* **Selected extract**:
After exhausting our two approaches, we laid out our OS Explorer map on the soft grass and backtracked our route in hopes of seeing where we may have gone wrong. On a tiny dot in the last village I saw the possibility of a wayward turn (where we may have been distracted by a “kissing gate”). If that was indeed where we veered off course, then it looked as if we’d gone about a mile in the wrong direction. From where we were, there was really no way to be sure except to go back and see—an option so unappealing after having already walked 13 miles, I could nearly weep. And this is when i thought of our friend Ted, who’s wise words inspired the title of this post.
Ted says everyone’s first job is “to see what is.” (His daughter Eliza writes about this beautifully on Ted’s Caring Bridge site: ‘What a painter. And a vital part of this is not looking away when there are hard things to be seen.’)
On my knees, amid the sheep dung and thistle, crouched low over an oversized map of the Western Dales, and wanting desperately to match my immediate surroundings with the correct place on the map, I thought of Ted and willed myself “to see what is.”
We returned to the kissing gate, and trod right, instead of left, and were rewarded (eventually) with a cold pint, a hot meal, and a soft bed.
And here’s another thought: “what is” is always right here. Right in front of us. It can be bad. It can be good. It can be desperately sad, too. We are thinking of Ted so often on this walk that sometimes it feels as if he’s right here with us. I’d like to think he is in a way, nearing the border of this journey and his next. I think I know what Ted might say about our little misadventure. I think he’d tell us that any journey that brings you by a kissing gate—not once, but twice—is a journey worth an extra mile or two.

* **Listed entries**:

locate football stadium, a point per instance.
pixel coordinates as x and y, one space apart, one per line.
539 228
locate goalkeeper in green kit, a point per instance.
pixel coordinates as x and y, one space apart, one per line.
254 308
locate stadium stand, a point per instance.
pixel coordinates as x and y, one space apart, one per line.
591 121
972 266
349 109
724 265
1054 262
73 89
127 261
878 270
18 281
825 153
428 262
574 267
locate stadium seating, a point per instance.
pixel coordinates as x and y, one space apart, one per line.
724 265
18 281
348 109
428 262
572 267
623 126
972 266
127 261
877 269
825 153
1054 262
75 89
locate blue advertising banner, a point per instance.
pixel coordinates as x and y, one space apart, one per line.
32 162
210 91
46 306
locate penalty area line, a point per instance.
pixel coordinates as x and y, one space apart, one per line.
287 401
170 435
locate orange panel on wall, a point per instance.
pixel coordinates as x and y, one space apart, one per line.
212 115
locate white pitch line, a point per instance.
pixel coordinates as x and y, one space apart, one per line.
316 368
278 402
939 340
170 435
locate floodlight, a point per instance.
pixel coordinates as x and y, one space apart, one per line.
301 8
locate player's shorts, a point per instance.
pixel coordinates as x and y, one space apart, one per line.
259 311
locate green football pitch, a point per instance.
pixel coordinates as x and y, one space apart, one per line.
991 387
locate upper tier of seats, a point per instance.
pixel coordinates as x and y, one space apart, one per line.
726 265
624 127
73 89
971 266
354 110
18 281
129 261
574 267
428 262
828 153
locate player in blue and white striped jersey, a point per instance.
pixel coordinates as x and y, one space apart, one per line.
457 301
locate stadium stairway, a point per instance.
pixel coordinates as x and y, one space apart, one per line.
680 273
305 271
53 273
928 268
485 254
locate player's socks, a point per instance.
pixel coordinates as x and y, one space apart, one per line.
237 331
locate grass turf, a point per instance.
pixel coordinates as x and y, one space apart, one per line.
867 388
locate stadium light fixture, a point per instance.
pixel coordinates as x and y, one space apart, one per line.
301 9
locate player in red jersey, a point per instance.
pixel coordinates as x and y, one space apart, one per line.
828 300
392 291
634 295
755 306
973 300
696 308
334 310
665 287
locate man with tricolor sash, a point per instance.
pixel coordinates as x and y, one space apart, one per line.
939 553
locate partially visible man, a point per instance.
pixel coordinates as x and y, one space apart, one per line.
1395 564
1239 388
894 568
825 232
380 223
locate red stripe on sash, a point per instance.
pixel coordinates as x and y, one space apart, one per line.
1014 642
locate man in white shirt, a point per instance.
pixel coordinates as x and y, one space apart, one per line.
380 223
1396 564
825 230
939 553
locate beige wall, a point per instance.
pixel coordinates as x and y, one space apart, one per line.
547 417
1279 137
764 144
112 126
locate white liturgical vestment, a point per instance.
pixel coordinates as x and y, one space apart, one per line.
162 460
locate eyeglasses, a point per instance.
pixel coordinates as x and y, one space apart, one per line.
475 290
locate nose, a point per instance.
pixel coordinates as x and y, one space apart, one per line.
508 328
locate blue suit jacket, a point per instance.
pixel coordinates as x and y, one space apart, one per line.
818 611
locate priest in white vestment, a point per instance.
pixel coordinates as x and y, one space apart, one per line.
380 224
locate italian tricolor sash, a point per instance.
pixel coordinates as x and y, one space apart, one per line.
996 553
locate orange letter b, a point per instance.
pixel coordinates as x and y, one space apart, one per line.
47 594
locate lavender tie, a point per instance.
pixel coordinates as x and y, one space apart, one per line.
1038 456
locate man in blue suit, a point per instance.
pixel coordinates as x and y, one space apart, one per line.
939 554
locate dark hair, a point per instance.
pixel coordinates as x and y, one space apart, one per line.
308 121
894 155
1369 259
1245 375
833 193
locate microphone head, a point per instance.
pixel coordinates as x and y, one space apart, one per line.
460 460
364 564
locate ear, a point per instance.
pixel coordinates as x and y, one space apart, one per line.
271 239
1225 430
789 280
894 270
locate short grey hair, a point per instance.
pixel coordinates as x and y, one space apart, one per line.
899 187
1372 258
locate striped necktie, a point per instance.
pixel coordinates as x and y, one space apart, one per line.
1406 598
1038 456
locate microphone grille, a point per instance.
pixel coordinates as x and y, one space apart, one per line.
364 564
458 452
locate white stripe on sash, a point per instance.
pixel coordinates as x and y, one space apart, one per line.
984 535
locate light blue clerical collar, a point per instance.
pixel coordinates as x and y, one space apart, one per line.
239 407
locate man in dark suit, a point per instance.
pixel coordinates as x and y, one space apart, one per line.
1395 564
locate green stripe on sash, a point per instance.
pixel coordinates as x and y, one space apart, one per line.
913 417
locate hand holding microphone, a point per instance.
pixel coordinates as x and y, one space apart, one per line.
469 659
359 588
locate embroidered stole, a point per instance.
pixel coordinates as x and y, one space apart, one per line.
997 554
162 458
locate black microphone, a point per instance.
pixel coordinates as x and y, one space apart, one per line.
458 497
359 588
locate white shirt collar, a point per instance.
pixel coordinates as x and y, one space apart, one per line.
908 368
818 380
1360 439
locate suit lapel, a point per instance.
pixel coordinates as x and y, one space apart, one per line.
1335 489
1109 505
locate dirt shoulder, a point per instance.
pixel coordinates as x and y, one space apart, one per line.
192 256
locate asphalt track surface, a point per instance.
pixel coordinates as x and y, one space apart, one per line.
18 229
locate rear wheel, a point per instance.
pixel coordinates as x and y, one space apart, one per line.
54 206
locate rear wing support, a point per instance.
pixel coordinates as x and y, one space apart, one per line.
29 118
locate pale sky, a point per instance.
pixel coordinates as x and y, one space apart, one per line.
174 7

* **Required tasks**:
1) According to the walking post, how many miles had the walkers already covered when going back to check their route seemed so unappealing?
2) Pick out every line of the rows that contains the word "blue".

* **Task-by-task answers**:
1) 13 miles.

2)
locate blue advertising banner, a point per instance.
locate player in blue and white striped jersey, a point per instance.
locate blue suit jacket, a point per instance.
locate man in blue suit, a point per instance.
locate light blue clerical collar, a point per instance.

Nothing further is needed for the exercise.